• TASK PROMPT
The job is to find each line in the entries holding the string "below" and copy that line.

Top of INPUT FOR THIS TASK

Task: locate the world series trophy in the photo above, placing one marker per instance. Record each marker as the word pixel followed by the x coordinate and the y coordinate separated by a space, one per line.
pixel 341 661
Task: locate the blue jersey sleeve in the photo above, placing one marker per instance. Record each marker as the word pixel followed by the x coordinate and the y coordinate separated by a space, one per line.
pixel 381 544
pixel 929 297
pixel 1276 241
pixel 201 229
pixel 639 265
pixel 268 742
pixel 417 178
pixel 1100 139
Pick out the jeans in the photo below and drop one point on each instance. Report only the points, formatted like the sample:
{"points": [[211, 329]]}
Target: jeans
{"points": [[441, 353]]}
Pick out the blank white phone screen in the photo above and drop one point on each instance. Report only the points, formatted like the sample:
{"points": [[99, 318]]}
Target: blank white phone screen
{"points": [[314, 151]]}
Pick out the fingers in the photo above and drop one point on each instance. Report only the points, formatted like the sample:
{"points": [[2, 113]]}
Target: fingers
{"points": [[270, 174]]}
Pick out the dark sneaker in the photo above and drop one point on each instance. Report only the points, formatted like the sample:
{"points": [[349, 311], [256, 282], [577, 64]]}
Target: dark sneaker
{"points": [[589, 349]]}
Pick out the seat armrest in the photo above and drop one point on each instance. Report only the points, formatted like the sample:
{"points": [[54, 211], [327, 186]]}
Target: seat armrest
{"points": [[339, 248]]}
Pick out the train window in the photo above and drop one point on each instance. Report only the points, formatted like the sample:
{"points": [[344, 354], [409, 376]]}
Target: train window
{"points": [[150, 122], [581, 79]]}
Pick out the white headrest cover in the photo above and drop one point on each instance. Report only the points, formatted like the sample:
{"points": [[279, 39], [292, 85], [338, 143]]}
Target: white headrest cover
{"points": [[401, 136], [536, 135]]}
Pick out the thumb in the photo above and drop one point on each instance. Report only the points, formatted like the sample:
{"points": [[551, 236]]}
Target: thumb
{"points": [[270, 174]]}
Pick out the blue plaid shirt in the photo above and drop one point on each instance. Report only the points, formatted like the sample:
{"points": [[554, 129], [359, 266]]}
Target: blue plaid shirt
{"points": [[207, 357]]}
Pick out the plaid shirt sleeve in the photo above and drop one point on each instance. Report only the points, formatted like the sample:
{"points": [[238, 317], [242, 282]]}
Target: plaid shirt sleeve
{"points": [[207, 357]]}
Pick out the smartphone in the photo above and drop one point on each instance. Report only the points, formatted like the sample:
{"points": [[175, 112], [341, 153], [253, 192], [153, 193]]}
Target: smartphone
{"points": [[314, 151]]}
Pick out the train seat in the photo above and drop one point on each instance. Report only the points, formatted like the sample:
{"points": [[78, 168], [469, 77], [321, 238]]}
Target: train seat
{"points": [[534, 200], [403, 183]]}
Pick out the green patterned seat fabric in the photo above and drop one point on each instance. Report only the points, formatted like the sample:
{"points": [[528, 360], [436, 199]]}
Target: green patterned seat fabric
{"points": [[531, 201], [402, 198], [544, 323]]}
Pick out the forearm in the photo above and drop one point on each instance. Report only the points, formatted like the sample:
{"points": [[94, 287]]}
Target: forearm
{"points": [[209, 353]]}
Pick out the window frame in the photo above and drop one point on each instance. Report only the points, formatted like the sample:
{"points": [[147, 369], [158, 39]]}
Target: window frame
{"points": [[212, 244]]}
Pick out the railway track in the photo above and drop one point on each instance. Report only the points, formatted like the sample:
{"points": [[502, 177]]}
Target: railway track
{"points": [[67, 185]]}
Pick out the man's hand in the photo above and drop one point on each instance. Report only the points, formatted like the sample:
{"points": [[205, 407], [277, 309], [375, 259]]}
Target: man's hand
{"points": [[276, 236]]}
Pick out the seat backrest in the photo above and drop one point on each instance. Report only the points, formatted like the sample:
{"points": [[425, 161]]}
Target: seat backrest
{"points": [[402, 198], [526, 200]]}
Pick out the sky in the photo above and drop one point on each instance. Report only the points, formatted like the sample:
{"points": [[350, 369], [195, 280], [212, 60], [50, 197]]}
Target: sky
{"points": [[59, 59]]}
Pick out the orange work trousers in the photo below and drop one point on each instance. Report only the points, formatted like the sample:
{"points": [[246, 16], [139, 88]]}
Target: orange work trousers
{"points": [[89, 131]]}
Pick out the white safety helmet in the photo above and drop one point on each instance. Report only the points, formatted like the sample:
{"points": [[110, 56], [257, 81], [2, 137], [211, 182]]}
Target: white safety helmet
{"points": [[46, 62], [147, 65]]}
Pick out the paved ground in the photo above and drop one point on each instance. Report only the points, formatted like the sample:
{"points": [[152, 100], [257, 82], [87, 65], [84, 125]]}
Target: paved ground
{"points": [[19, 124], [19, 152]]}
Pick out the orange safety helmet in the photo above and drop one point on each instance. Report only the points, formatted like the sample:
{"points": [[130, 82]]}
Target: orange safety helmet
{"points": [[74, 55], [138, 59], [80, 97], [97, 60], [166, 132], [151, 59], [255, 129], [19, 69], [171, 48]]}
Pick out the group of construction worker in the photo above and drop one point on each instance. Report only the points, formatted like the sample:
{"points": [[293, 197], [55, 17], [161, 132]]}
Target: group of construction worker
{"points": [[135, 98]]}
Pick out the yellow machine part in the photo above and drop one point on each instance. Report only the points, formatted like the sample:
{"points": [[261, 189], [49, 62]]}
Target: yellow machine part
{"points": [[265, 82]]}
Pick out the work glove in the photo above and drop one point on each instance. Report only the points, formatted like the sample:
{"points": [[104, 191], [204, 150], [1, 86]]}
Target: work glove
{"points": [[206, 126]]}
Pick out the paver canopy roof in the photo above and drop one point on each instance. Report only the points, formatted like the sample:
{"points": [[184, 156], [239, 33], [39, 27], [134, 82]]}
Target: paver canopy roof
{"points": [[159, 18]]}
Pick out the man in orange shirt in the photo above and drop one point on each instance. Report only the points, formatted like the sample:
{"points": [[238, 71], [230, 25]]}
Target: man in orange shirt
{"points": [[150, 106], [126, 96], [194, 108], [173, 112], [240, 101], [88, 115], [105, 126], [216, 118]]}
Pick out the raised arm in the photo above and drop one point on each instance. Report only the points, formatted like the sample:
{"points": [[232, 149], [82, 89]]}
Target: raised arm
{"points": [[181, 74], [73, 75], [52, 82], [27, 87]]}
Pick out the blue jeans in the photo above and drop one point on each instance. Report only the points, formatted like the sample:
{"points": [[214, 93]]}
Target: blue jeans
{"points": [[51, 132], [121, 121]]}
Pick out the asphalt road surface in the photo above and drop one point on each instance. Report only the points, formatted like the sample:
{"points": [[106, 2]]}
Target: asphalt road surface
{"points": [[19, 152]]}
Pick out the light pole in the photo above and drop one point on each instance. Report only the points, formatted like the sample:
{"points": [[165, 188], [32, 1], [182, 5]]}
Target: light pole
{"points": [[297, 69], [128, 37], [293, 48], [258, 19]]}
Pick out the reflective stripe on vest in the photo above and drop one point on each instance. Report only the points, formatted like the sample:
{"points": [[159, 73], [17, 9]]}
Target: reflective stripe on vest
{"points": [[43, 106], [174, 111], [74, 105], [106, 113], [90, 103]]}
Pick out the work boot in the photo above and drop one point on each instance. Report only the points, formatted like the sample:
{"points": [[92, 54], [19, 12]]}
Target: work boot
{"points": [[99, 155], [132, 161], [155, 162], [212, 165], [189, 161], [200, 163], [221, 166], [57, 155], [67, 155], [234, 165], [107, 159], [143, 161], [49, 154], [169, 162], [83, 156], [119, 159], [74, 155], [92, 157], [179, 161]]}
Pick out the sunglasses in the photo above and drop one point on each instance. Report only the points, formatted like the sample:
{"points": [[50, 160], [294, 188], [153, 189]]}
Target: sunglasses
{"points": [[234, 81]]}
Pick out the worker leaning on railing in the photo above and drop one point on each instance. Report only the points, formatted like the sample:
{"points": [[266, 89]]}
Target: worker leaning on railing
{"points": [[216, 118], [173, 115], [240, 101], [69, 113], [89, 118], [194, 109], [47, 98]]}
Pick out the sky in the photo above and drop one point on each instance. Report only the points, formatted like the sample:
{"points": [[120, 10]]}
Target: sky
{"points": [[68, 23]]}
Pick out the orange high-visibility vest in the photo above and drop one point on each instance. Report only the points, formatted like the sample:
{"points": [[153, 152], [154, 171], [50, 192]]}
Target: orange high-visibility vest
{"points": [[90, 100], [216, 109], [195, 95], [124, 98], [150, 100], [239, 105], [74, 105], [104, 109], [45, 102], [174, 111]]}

Bottom of INPUT FOR THIS TASK

• RESULT
Pick out the jeans in the photo below and drop one point on each instance. Report only the points, formatted like the sample:
Pick out the orange work trousers in the photo below and drop one point on each instance. Report only the points, formatted like the sample:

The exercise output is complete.